_TASK TO CARRY OUT_
Rewrite everything from the line containing "Task: point out the wooden boardwalk, placing" down to the line containing "[[41, 226]]", replacing "building roof" with "house roof" and keeping all else unchanged.

_WORKING DATA_

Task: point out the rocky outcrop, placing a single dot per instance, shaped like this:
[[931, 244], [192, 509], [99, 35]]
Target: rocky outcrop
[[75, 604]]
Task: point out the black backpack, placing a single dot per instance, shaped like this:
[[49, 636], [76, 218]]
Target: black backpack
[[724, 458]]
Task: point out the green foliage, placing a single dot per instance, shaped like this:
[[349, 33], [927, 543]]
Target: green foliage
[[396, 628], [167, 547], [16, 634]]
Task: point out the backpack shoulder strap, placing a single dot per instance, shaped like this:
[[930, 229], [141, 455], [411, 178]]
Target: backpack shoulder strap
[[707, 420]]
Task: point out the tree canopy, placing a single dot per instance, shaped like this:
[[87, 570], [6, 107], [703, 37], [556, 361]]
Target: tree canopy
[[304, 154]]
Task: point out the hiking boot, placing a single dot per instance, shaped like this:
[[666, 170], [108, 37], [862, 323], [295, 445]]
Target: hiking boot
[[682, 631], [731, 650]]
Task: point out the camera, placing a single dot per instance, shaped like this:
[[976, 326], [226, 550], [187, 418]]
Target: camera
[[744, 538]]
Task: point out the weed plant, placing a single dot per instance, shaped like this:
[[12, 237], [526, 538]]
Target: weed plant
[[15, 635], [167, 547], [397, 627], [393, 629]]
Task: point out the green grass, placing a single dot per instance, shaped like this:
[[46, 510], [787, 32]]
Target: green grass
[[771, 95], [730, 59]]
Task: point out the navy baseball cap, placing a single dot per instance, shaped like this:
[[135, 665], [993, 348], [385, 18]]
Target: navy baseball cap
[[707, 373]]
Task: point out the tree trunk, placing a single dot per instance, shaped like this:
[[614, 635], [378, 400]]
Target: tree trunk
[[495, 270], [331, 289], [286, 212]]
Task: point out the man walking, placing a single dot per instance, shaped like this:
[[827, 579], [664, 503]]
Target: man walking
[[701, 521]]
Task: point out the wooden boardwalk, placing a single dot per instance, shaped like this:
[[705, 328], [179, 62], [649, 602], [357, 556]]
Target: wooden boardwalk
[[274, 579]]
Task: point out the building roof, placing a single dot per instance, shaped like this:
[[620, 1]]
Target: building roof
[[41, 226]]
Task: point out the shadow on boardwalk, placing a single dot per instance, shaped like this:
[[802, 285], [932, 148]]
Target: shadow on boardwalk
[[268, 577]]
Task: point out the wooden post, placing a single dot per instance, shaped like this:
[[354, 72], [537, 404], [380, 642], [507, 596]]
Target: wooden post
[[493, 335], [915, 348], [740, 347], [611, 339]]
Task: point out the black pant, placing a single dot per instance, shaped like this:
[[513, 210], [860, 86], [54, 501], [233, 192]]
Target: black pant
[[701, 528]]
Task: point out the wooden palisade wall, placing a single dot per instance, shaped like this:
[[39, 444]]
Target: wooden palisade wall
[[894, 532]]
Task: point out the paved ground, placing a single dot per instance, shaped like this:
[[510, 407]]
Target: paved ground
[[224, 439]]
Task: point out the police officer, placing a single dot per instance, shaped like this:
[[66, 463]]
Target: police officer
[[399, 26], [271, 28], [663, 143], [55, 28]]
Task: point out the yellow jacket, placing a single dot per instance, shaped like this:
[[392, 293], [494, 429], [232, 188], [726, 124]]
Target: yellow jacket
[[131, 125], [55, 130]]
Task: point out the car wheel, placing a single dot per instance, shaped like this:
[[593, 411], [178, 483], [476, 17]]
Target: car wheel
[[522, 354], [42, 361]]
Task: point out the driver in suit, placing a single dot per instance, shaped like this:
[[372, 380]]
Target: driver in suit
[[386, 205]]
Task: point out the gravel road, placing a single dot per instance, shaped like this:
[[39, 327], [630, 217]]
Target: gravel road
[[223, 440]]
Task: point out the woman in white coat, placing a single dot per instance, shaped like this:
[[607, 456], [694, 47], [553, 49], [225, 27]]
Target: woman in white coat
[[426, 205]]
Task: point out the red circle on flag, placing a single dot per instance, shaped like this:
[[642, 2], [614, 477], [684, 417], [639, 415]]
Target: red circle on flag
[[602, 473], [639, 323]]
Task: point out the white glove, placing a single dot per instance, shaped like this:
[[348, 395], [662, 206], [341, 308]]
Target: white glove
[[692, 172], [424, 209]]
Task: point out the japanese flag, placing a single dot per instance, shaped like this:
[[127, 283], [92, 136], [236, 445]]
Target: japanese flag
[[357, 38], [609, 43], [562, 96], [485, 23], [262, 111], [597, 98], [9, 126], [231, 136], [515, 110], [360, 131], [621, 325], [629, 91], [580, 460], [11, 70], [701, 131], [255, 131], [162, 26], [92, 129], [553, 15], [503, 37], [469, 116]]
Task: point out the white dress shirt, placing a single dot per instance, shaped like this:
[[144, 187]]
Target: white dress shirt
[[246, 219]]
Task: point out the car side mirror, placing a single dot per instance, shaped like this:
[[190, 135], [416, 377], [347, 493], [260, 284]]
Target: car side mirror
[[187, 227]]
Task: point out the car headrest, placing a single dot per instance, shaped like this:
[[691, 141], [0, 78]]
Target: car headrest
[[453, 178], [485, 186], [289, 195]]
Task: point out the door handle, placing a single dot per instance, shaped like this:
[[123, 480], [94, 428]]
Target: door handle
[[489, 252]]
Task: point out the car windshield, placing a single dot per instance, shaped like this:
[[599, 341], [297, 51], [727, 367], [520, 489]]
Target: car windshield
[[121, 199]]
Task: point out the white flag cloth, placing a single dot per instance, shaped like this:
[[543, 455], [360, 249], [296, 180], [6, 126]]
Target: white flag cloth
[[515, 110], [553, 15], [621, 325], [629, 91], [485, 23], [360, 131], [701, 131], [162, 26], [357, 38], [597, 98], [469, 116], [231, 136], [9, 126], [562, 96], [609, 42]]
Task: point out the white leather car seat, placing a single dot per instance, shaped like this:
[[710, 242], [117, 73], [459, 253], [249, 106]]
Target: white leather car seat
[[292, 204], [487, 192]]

_FINISHED ANSWER_
Task: point out the wooden boardwalk, placing a single dot per instance, shaped like this:
[[705, 328], [179, 62], [649, 602], [357, 556]]
Target: wooden boardwalk
[[274, 579]]
Task: point out the house roof, placing a single dot per instance, shaped like this:
[[620, 1]]
Target: house roof
[[41, 226]]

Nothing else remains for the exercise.